→ **PROBLEM TO WORK ON**
Nothing but the lines from the one containing "For every instance of the man's nose" through the end of the entries below should be set down, each exactly as written.

[Point localization data]
────────────────────────────────────────

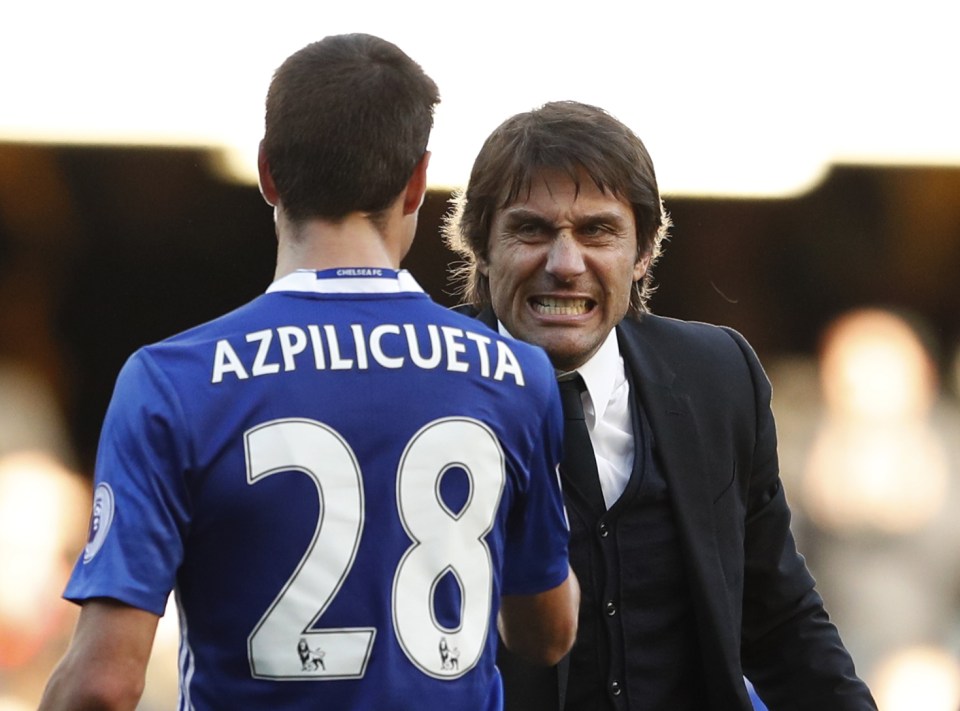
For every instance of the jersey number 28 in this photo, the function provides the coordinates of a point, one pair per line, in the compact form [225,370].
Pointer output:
[286,644]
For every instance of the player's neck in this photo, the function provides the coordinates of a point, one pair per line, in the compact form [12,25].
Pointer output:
[354,241]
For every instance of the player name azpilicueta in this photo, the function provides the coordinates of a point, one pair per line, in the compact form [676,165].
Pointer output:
[387,345]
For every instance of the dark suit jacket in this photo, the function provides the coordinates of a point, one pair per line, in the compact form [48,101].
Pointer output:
[708,403]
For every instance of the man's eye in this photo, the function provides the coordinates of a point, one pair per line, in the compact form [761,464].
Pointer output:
[595,230]
[529,229]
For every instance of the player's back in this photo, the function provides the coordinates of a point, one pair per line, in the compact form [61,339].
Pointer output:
[340,470]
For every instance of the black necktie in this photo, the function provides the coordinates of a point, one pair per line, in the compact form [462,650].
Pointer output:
[579,463]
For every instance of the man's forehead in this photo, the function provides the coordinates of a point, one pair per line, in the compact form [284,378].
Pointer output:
[555,192]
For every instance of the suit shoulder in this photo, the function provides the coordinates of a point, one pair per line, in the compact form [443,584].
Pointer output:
[687,332]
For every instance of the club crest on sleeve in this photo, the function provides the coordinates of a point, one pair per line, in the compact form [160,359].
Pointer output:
[100,520]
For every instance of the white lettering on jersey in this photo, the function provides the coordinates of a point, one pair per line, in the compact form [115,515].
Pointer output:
[507,364]
[414,345]
[386,345]
[226,361]
[376,347]
[293,341]
[260,365]
[455,347]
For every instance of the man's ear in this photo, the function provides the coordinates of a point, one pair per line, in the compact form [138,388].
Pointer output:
[417,186]
[267,187]
[640,268]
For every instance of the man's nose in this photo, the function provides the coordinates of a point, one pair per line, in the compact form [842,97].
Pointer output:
[565,259]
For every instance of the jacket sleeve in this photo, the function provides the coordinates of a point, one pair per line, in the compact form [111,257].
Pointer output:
[790,649]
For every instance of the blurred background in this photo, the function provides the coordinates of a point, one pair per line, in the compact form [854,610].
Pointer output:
[809,157]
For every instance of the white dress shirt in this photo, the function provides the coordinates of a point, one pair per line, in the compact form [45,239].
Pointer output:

────────────────────────────────────────

→ **TASK ANSWER**
For every instance of the man's nose in this photo, the function provides the coordinates of a point, one pair per line, in the compact form [842,97].
Pointer output:
[565,259]
For every instance of the jacket sleeve in this photo, the function provides the coordinates of a point, one pair per line, in the compact form [111,257].
Pointer output:
[790,649]
For every instance of the blurred background in this photo, the function provides the coordinates of a point, one pair per line, in the compact form [854,610].
Pointer output:
[809,157]
For every instance of the white dress shirt in this photo, the function provides the coordinates of a point, one pair per line, in the compact form [45,239].
Pointer output:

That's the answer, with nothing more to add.